È quella “mano” che protegge la fiamma affinché questa non si spenga: ma dev’esserci la fiamma prima. Anch’io, ciascuno di noi, talvolta pensiamo che il riconoscimento delle nostre fragilità sia il punto terminale di ogni esperienza: il prendere atto che non possiamo andare oltre. Invece no, ci dice oggi Gesù mentre muoviamo i primi passi dietro a Lui in questo nuovo anno liturgico. Le fragilità sono il punto di partenza affinché Dio possa costruire qualcosa di grande in noi e per noi: “Un cuore affranto tu, o Dio, non disprezzi”, recita il salmo 51. Non ci si può fermare, ripiegare su se stessi: riconoscersi peccatori è il momento propizio per prendere il largo, per fidarsi e andare oltre, non forti della propria esperienza o capacità, ma della Parola di Gesù. Simon Pietro forse pensava di fallire nel prendere il largo, invece ha compiuto una pesca abbondante; pensava di fallire nel riconoscere le sue fragilità, invece diviene “Pescatore di uomini”. Dove noi non vediamo altro, dove pensiamo che tutto sia inutile o vano… è lì che si aprono nuovi orizzonti.
Come un tempo, così ancora “oggi” questa Parola chiede di realizzarsi (cfr due domeniche fa: “Oggi si è realizzata la Scrittura che avete udita…”). Oggi il Signore chiede a ciascuno di poter salire sulla barca della mia e nostra vita, e pazienza se non siamo in ordine: se puzziamo per il nostro peccato, se non siamo esteriormente ordinati come vorremmo mostrarci, col rischio di sembrare solo dei sepolcri imbiancati! (cfr Mt 23,26-27). Gesù non guarda all’apparenza, ma al cuore (cfr 1Sam 16,7). Ricordandoci che ciascuno di noi è oggi quel “Teolofilo”, amico di Dio, al quale è indirizzata questa Parola (cfr Lc 1,3, cfr III domenica 23 gennaio).
L’obbedienza alla Parola trasfigura quanti vi aderiscono: Simone verrà chiamato Pietro e da pescatore di pesci, diverrà pescatori di uomini. Certo, Simon Pietro smentirà più volte la fedeltà al Signore, arrivando pure a non riconoscerlo: ma anche in questo caso un pianto liberatorio gli permetterà di pentirsi e riprendere il j del “lasciare tutto”. Senza questa esperienza nessuna scelta è comprensibile. Anche oggi certe “regole”, certi “riti”, certe “proposte” non servono e non dicono nulla se prima di tutto non permettiamo che i cuori tornino a lasciarsi infiammare dall’amore di Dio, dal fare esperienza vera e viva di Lui.
######
Breve esercizio: Puoi ricopiare parola per parola il brano del testo fornito da “L’obbedienza alla Parola” a “viva di Lui.”?

Righe di dati:
######
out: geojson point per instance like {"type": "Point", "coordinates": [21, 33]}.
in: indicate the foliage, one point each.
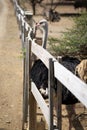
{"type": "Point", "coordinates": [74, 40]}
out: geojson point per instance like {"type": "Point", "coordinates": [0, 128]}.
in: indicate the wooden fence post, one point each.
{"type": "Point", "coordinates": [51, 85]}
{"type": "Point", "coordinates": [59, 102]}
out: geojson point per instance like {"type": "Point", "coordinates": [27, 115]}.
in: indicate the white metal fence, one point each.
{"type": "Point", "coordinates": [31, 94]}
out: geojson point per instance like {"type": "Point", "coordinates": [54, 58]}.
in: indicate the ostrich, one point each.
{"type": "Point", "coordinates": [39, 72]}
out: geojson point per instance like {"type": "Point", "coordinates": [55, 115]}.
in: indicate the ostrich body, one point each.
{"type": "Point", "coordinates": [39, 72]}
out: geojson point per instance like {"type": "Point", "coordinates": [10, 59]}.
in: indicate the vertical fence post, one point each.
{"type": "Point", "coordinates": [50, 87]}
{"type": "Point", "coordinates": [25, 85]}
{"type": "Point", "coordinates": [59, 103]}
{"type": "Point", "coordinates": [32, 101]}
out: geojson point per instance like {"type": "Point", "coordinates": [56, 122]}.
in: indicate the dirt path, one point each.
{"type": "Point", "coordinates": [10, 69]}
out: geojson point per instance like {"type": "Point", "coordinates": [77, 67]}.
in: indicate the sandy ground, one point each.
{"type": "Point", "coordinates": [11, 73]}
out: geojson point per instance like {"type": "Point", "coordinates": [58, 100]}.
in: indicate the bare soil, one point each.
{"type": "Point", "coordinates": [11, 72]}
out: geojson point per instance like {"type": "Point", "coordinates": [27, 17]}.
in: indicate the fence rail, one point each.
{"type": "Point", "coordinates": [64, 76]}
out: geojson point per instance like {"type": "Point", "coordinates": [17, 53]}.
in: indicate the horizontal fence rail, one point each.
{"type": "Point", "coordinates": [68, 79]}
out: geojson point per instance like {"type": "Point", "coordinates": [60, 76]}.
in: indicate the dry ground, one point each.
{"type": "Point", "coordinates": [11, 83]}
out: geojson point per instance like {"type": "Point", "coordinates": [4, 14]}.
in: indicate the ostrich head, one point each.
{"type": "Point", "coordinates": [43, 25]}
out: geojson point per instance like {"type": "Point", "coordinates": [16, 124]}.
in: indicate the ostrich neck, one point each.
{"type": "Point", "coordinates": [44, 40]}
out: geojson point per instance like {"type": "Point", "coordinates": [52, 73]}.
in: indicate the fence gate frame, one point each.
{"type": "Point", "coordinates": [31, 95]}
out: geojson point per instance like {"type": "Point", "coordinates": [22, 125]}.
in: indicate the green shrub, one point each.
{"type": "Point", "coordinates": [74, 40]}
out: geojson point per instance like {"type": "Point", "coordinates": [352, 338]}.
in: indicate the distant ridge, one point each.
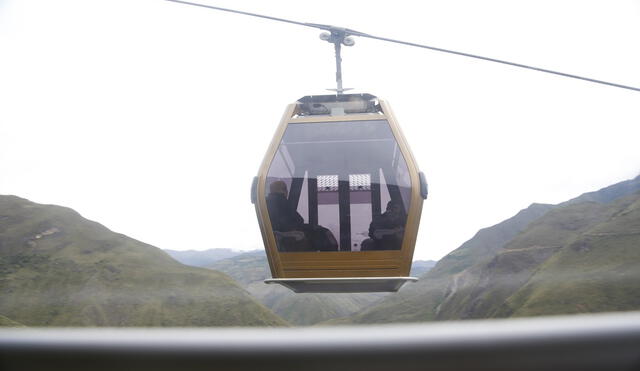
######
Risposta all'esercizio:
L’obbedienza alla Parola trasfigura quanti vi aderiscono: Simone verrà chiamato Pietro e da pescatore di pesci, diverrà pescatori di uomini. Certo, Simon Pietro smentirà più volte la fedeltà al Signore, arrivando pure a non riconoscerlo: ma anche in questo caso un pianto liberatorio gli permetterà di pentirsi e riprendere il j del “lasciare tutto”. Senza questa esperienza nessuna scelta è comprensibile. Anche oggi certe “regole”, certi “riti”, certe “proposte” non servono e non dicono nulla se prima di tutto non permettiamo che i cuori tornino a lasciarsi infiammare dall’amore di Dio, dal fare esperienza vera e viva di Lui.